<<<<

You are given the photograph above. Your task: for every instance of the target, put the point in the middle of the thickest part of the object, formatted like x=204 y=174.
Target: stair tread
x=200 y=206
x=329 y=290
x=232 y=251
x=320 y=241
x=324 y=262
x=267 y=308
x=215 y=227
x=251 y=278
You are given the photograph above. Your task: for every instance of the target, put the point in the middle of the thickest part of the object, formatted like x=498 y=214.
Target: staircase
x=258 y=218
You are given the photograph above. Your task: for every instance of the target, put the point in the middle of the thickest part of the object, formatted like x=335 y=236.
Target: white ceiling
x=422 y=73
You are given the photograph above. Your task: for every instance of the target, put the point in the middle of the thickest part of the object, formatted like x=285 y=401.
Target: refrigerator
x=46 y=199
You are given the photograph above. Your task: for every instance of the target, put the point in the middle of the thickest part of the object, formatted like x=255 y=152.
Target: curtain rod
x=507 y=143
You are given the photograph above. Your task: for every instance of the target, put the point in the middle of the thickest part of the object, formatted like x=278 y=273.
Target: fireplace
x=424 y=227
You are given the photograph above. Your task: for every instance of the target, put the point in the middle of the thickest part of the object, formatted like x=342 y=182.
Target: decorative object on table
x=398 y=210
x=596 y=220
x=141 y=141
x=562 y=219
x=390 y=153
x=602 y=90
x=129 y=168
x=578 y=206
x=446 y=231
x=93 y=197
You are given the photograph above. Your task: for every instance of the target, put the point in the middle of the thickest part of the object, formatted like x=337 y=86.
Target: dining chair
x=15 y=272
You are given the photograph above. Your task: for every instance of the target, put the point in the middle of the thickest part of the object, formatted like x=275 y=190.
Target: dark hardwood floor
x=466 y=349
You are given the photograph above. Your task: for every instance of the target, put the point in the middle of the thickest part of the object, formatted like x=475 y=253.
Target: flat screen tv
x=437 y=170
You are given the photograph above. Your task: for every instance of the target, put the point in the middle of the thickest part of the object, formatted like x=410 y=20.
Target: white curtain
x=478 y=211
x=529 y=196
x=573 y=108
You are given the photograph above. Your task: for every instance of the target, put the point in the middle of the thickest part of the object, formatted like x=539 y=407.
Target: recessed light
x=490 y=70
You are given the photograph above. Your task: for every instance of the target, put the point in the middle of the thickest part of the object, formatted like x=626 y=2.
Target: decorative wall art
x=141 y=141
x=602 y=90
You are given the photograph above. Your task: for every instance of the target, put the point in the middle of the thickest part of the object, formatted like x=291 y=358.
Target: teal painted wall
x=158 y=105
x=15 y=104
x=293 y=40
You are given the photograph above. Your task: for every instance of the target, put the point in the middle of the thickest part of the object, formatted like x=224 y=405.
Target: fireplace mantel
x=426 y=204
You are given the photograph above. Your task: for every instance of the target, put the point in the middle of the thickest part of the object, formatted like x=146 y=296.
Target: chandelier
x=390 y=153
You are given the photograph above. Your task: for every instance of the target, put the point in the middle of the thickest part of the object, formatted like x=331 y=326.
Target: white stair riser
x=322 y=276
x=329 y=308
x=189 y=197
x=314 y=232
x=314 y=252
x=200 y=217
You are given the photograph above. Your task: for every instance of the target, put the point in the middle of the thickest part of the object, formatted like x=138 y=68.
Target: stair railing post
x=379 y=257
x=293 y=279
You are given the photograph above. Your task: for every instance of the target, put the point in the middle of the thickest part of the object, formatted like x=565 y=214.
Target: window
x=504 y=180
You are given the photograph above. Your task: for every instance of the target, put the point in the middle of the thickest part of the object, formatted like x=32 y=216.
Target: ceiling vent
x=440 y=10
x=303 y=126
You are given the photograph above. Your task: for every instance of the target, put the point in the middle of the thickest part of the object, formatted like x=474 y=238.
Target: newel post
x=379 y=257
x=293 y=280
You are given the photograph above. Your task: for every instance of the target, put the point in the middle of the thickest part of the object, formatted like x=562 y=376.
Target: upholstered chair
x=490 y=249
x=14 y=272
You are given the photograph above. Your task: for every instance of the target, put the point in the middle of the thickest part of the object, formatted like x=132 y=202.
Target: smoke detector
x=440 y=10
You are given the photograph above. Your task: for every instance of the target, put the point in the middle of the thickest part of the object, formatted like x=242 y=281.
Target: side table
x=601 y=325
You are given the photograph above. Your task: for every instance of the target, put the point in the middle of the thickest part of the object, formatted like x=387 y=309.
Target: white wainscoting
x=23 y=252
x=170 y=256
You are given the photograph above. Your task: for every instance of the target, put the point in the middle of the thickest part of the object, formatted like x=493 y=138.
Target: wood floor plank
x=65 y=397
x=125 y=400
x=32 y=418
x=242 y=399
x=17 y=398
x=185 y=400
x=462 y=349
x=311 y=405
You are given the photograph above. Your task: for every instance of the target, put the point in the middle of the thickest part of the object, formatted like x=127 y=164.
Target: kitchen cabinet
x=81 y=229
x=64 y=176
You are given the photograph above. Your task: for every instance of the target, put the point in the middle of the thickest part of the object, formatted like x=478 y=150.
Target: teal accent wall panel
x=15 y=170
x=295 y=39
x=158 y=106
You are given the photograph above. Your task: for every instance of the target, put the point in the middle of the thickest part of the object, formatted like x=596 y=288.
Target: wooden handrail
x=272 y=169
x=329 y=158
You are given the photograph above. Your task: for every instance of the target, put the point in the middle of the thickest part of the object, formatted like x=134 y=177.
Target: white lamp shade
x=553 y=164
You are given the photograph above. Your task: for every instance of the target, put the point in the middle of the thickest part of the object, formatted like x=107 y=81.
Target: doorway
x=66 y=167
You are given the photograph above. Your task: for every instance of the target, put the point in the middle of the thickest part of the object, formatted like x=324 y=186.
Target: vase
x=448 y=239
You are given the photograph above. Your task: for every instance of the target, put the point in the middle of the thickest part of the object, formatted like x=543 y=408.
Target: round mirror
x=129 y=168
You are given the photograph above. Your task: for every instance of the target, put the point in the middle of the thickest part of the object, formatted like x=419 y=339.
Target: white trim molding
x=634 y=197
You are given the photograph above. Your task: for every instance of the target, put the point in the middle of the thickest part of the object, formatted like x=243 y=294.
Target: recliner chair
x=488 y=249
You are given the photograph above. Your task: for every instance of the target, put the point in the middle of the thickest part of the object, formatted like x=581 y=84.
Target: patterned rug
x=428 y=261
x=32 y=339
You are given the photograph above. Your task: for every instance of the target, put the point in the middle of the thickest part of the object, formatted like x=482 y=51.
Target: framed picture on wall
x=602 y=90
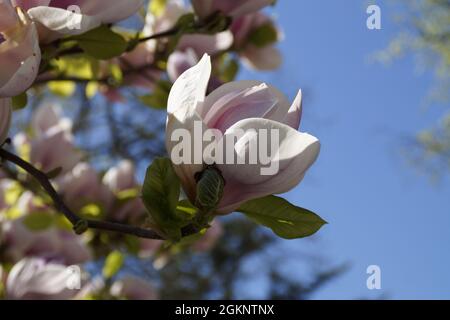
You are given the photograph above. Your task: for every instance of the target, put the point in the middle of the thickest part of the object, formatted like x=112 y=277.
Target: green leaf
x=264 y=35
x=102 y=43
x=113 y=263
x=286 y=220
x=62 y=89
x=160 y=193
x=20 y=101
x=158 y=99
x=38 y=221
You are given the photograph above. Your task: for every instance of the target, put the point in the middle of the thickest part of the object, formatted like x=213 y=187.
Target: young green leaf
x=102 y=43
x=285 y=220
x=160 y=193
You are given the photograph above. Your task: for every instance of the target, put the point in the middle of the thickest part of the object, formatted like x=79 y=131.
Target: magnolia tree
x=73 y=213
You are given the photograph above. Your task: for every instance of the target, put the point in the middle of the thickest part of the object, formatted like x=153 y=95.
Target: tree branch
x=76 y=220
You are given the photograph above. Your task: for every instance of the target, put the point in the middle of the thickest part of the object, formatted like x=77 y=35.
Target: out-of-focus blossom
x=210 y=238
x=57 y=18
x=52 y=147
x=239 y=107
x=19 y=50
x=5 y=118
x=82 y=186
x=133 y=288
x=35 y=278
x=121 y=179
x=255 y=36
x=233 y=8
x=51 y=243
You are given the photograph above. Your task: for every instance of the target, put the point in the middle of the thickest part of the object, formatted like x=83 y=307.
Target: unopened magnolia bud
x=210 y=185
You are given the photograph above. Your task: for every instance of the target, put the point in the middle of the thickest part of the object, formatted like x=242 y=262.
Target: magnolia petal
x=190 y=88
x=19 y=60
x=5 y=118
x=297 y=152
x=185 y=119
x=249 y=6
x=27 y=4
x=253 y=102
x=277 y=113
x=266 y=58
x=294 y=114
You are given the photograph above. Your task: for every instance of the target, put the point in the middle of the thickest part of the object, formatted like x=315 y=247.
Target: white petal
x=278 y=112
x=294 y=114
x=62 y=22
x=190 y=88
x=297 y=152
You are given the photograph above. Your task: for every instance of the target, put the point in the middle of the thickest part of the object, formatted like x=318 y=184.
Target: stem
x=76 y=220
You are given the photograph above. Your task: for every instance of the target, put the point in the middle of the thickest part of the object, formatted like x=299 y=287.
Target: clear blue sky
x=380 y=211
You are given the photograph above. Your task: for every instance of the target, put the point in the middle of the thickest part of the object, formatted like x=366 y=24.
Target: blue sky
x=380 y=211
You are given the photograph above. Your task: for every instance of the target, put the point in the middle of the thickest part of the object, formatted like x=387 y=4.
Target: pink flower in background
x=19 y=50
x=255 y=36
x=5 y=118
x=37 y=279
x=52 y=146
x=233 y=8
x=241 y=105
x=50 y=243
x=133 y=288
x=57 y=18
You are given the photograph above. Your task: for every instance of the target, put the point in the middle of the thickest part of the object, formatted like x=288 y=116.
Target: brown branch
x=79 y=223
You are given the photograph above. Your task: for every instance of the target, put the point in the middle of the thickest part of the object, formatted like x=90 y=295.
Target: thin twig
x=76 y=220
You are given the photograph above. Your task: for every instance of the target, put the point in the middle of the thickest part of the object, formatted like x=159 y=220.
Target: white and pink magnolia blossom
x=57 y=18
x=52 y=243
x=233 y=8
x=38 y=279
x=5 y=118
x=256 y=56
x=238 y=106
x=133 y=288
x=19 y=50
x=52 y=146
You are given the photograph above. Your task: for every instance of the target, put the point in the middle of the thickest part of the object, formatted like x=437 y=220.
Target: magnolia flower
x=52 y=243
x=5 y=118
x=52 y=147
x=247 y=106
x=254 y=38
x=133 y=288
x=34 y=278
x=19 y=50
x=233 y=8
x=57 y=18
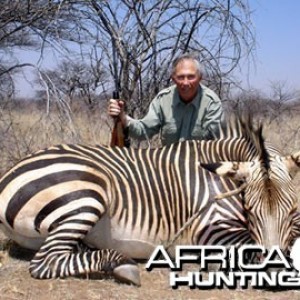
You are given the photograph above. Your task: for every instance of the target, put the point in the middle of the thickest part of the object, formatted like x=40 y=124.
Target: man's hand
x=116 y=109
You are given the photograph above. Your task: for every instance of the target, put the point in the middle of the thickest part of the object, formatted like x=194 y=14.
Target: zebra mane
x=246 y=128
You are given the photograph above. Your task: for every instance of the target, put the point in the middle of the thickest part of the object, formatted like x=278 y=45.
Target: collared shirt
x=176 y=120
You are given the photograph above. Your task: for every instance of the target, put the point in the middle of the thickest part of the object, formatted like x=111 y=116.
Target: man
x=184 y=111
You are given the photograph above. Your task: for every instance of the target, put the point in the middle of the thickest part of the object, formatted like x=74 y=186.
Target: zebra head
x=268 y=193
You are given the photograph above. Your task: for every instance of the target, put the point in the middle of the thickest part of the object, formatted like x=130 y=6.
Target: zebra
x=120 y=203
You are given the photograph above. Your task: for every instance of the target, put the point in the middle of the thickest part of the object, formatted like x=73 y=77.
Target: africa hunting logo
x=234 y=268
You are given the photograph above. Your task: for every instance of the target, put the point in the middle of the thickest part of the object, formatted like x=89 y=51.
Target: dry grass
x=26 y=131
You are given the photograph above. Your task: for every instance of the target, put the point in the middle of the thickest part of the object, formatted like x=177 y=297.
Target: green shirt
x=176 y=120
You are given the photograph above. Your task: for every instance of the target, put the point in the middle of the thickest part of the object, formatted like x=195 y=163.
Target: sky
x=277 y=55
x=277 y=27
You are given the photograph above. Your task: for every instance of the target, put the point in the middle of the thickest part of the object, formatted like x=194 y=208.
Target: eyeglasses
x=185 y=77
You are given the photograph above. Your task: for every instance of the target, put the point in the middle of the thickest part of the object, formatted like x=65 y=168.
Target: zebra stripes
x=121 y=203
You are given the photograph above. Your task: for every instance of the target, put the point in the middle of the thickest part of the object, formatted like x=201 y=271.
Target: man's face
x=187 y=80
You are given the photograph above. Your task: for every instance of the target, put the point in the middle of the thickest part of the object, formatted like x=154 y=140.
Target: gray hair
x=187 y=56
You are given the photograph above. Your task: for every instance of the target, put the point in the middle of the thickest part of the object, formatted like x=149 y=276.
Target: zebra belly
x=32 y=243
x=107 y=233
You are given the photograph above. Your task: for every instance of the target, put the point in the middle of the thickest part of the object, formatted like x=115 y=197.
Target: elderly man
x=184 y=111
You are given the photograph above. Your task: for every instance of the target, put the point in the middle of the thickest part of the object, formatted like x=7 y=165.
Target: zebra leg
x=60 y=256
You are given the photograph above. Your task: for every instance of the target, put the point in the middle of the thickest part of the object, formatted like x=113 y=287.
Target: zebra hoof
x=128 y=273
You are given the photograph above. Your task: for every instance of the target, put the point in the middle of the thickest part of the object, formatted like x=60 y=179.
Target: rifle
x=119 y=134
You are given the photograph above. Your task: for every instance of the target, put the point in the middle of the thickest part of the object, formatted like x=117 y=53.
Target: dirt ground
x=16 y=283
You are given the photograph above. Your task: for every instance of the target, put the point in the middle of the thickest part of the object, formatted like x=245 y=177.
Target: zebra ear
x=234 y=170
x=292 y=162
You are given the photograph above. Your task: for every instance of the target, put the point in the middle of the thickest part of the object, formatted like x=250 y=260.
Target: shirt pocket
x=169 y=133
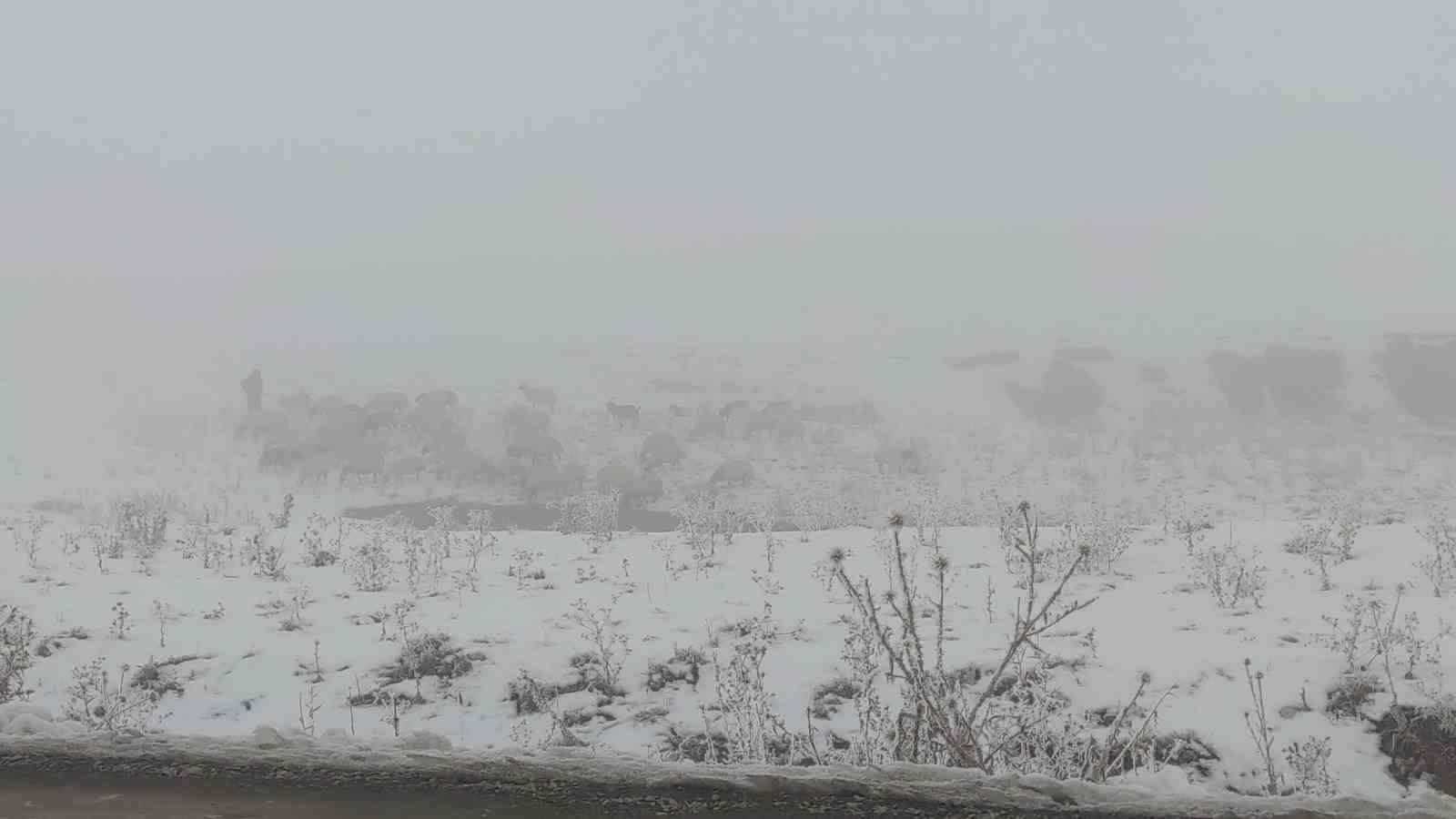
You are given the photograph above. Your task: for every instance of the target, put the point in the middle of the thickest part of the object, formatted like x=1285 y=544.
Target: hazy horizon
x=266 y=175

>>>>

Instructions to follow:
Please retype the part of the material that opens with the line containing "like x=478 y=150." and closes with the line containing "x=329 y=158", both lines included, without changing a character.

Solution to the exercise:
You are given the photograph above. Your task: for every instance of the target, put the point in the middle of the thickest part of the object, formatted like x=478 y=150.
Target: teal accent wall panel
x=15 y=170
x=295 y=39
x=158 y=106
You are given the photograph above. Your task: for every instance of the target, put the point in the middle of the thickest part of the object, formatted like x=596 y=288.
Target: wooden handrail
x=272 y=169
x=329 y=158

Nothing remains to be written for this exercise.